Problem requirements: Rescale the records from the line containing "the bus rear" through the end of the records. Reproduce every line in that span, requests included, but multiply each x and y point coordinate in the answers by 2.55 and round to the nearest whole number, with halves rounding up.

***

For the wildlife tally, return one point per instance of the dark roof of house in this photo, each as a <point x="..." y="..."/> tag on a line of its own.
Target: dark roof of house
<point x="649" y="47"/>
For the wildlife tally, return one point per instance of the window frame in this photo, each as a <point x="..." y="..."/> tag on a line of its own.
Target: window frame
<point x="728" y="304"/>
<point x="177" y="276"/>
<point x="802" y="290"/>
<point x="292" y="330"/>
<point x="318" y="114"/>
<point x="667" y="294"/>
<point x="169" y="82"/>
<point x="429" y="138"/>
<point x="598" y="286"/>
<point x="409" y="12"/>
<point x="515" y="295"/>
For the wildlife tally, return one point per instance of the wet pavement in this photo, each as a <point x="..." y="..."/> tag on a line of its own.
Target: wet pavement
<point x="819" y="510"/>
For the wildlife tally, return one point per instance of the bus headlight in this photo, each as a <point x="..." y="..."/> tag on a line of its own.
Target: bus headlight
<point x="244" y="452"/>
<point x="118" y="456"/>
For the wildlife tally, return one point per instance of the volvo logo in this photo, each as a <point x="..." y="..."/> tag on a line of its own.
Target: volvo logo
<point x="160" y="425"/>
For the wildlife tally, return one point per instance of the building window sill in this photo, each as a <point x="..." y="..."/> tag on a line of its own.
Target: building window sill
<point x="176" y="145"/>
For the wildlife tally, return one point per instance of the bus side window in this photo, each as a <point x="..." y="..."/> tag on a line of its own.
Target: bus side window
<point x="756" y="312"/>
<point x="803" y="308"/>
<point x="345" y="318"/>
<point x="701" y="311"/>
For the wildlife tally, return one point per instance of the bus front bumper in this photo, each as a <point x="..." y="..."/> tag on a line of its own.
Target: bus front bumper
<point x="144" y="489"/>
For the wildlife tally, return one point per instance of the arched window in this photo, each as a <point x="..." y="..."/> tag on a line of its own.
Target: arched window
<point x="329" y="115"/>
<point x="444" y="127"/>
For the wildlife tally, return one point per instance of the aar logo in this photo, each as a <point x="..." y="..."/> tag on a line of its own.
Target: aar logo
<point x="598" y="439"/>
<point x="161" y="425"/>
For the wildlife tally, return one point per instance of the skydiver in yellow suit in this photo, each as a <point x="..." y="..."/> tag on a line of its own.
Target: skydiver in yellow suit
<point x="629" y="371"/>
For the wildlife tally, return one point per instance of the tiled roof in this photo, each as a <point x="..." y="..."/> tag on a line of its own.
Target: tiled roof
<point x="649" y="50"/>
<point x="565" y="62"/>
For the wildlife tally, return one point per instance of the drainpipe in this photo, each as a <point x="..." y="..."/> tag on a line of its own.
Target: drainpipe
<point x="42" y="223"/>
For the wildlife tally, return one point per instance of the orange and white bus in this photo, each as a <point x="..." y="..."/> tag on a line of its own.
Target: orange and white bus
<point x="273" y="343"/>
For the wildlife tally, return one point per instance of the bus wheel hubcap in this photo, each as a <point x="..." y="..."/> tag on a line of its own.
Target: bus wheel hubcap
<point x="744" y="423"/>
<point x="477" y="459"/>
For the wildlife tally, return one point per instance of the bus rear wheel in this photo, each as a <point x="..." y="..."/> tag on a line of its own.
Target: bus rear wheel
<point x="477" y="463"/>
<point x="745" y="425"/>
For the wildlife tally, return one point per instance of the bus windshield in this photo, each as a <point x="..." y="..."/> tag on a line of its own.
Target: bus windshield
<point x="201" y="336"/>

***

Response below:
For the wildlife tally, return one point per instance of the bus rear wheel in this photo, each as a <point x="..." y="..."/> tag on a line of its own.
Target: bus rear wheel
<point x="1216" y="1181"/>
<point x="1900" y="1084"/>
For the wildlife tally, return one point per instance of the bus windshield in this photo, each as a <point x="..." y="..."/> tag on a line of its own.
Target: bus windshield
<point x="513" y="857"/>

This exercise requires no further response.